(Stored data entries)
.....

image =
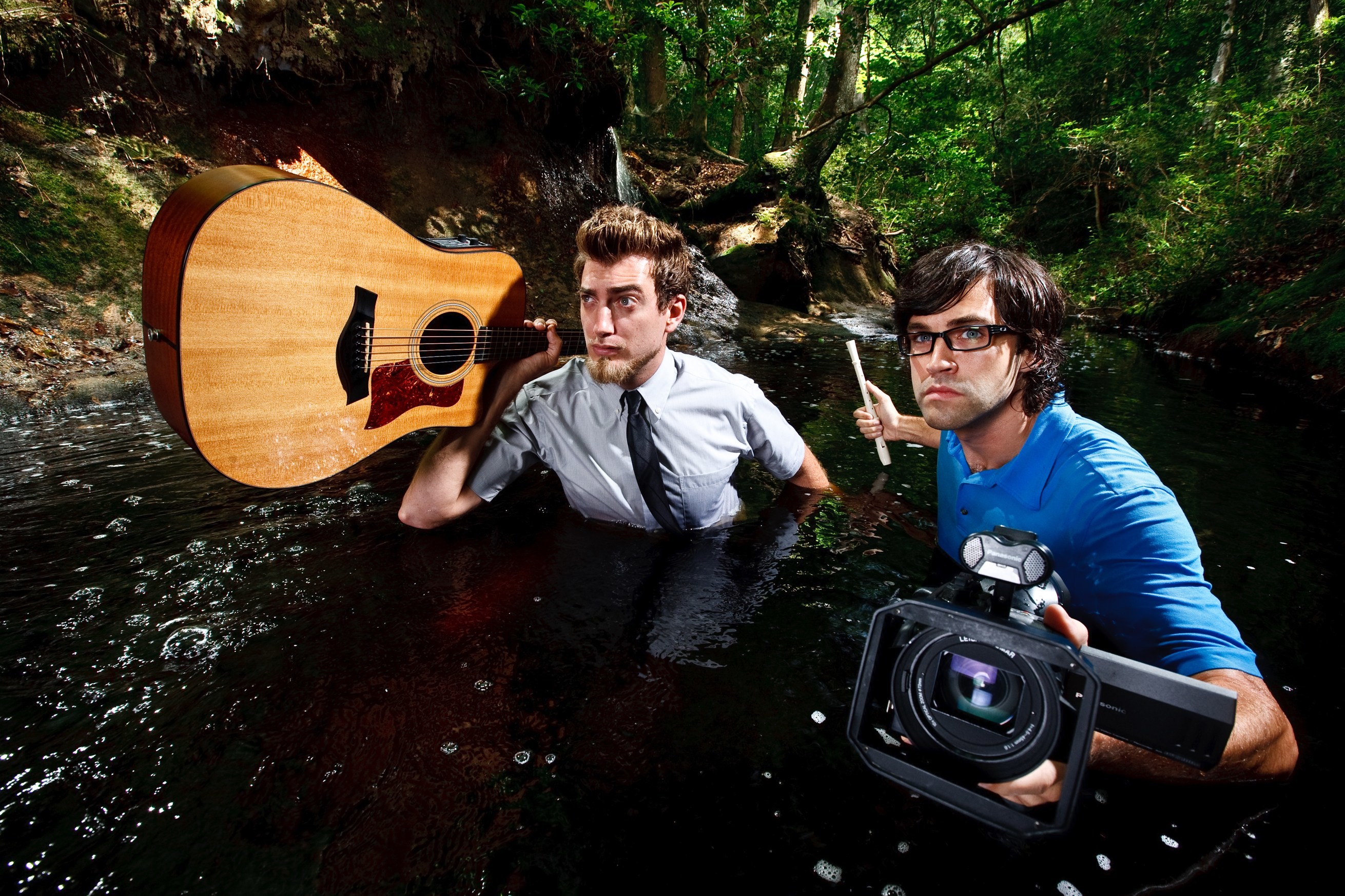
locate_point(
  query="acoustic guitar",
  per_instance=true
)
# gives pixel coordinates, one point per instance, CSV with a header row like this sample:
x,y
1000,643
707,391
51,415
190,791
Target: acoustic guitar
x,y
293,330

.....

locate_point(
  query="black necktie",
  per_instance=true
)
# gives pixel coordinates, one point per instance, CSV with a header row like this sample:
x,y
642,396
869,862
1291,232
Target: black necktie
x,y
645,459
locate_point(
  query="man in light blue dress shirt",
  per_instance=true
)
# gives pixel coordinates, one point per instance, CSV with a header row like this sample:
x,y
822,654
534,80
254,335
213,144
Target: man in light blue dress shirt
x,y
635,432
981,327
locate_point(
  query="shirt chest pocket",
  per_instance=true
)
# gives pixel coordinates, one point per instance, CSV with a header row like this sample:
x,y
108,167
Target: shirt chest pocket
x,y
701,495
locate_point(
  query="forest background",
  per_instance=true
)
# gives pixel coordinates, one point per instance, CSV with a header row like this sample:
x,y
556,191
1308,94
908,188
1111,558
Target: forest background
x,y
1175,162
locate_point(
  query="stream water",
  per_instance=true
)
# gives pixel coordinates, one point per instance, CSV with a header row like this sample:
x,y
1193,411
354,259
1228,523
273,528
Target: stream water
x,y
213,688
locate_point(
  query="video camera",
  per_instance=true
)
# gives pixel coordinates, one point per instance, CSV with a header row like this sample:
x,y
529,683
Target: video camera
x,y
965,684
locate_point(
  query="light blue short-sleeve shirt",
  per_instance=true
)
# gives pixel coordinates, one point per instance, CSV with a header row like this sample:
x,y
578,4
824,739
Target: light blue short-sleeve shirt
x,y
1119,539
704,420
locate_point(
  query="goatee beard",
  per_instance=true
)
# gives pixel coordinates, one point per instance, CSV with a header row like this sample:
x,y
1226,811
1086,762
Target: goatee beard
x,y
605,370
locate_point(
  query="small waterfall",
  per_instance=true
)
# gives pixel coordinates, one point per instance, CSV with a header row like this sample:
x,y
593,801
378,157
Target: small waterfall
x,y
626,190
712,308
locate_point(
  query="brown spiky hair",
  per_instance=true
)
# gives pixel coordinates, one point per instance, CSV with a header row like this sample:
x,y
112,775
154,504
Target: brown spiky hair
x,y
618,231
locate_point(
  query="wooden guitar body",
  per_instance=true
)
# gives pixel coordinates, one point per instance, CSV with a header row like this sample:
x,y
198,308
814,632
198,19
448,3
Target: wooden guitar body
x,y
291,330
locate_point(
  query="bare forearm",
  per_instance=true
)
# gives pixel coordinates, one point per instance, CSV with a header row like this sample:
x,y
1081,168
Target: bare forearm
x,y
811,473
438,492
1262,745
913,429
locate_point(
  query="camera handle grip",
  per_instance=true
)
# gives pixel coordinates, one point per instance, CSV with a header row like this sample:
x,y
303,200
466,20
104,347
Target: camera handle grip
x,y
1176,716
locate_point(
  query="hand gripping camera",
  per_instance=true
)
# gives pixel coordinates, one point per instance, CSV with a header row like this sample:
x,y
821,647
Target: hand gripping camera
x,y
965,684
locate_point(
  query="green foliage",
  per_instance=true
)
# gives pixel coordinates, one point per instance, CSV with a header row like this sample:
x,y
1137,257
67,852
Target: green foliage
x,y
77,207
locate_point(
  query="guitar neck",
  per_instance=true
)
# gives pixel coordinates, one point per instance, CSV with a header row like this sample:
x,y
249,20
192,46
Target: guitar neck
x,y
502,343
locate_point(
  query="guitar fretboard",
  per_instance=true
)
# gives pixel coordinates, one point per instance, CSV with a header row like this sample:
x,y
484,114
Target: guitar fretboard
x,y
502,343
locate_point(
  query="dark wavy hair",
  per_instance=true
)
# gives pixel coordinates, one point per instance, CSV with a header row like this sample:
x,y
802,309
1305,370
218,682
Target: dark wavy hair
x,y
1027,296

.....

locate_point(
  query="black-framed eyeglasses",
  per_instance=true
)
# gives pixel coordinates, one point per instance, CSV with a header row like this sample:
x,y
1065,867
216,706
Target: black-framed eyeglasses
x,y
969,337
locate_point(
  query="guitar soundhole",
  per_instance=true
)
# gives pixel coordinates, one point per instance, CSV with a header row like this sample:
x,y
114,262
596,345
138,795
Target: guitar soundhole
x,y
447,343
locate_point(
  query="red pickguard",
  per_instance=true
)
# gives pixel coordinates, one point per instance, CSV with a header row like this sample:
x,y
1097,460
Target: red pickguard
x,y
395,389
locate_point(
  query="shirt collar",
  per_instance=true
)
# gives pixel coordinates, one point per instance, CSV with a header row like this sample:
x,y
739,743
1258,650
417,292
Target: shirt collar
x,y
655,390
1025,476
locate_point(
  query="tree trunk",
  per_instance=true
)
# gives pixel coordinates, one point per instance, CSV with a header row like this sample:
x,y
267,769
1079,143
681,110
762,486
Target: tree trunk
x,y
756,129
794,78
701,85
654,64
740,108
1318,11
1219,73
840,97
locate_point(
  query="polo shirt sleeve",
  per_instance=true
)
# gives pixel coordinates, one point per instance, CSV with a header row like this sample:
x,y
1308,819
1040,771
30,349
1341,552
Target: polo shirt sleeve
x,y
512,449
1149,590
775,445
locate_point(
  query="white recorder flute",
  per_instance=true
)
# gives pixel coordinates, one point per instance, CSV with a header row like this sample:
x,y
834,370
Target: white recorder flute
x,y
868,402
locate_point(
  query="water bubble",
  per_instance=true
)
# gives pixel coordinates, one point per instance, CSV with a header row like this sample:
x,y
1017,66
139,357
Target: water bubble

.....

EXERCISE TASK
List every line of the records that contains the string "green". Case counts.

EXPECTED ANSWER
  query="green foliage",
Target: green foliage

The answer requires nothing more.